REQUIREMENT -> Give the data from the line with "My supervisor asked me to locate the white" up to and including the line with "xmin=131 ymin=166 xmax=171 ymax=255" as a two-column CSV with the header row input,output. Put each text and its answer in one row, with every field in double quotation marks and any line breaks replaced by spaces.

EXCERPTED RECORDS ->
⟨
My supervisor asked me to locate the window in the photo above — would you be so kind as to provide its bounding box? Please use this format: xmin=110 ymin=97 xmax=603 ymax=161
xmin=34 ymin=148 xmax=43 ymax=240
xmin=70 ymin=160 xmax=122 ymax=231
⟩
⟨
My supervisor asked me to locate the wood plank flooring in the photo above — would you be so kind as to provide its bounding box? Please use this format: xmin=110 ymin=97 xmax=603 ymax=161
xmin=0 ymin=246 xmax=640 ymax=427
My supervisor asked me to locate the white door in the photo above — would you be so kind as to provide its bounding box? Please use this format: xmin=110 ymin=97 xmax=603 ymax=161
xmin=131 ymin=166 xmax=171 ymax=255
⟩
SOLUTION FOR THIS EXERCISE ->
input,output
"My supervisor asked me to locate the white door in the photo above — would you be so kind as to provide its bounding box? Please use this format: xmin=110 ymin=97 xmax=603 ymax=161","xmin=131 ymin=166 xmax=171 ymax=255"